提示された抜粋:
((

現在、自民党は衆議院で277議席を擁するが、離党中の大島理森議長、そして不祥事の引責で同党を離れた6名の現職を含めると、実質的な現有は284議席になる(図表1)。
次の総選挙において、この議席数を維持できるとの見方は自民党周辺において多くはないだろう。議席占有率60%は同党にとって大きなハードルである上、新型コロナ禍に関する有権者の政治への不満が高まっているからだ。
ちなみに、解散の時期は東京パラリンピック終了後の9月中・下旬、総選挙は10月上・中旬になる可能性が強まった。菅首相の自民党総裁としての任期は9月末までだが、総裁選は総選挙後と見られる。つまり、菅首相が今秋以降も留任するためには、総選挙での勝利が必須要件と言えそうだ。

))

指示 A:
抜粋によると、離党中の議長や不祥事で離党した現職を含めた場合、自民党の衆議院における実質的な現有議席数はいくつですか。
指示 B:
抜粋の「次の総選挙において、この議席」から「勝利が必須要件と言えそうだ。」までを、「総選挙」を「衆院選」に置き換えて書き改めてください。

収集資料:
((

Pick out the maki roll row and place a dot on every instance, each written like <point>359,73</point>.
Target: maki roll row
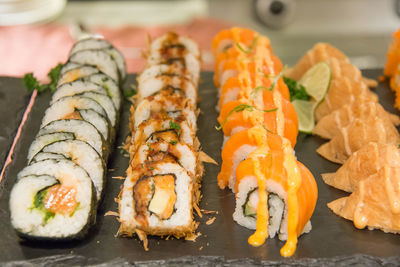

))

解答 A:
284議席です。

解答 B:
次の衆院選において、この議席数を維持できるとの見方は自民党周辺において多くはないだろう。議席占有率60%は同党にとって大きなハードルである上、新型コロナ禍に関する有権者の政治への不満が高まっているからだ。
ちなみに、解散の時期は東京パラリンピック終了後の9月中・下旬、衆院選は10月上・中旬になる可能性が強まった。菅首相の自民党総裁としての任期は9月末までだが、総裁選は衆院選後と見られる。つまり、菅首相が今秋以降も留任するためには、衆院選での勝利が必須要件と言えそうだ。